··· Dataset extract ···

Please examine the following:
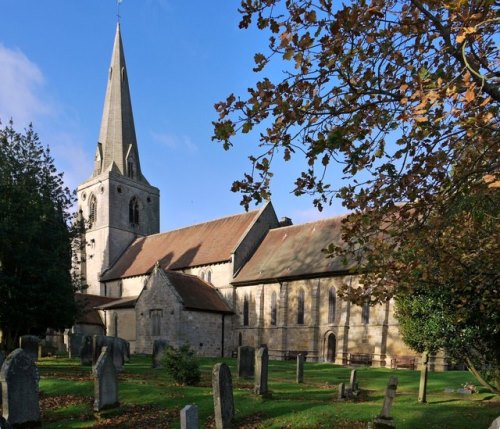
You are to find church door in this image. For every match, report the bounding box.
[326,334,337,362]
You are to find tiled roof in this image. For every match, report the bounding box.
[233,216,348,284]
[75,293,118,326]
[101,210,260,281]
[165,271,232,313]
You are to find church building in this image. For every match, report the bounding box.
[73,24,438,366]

···
··· Dataset extract ···

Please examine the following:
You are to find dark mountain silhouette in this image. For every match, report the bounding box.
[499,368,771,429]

···

Your task
Repeat the listing word for word, starting with the line that contains "You are to find church building" and going on through the line that contains "[73,24,438,366]", both of those lines included.

Right answer
You are to find church building in this image. For every match, report the bounding box.
[73,24,438,366]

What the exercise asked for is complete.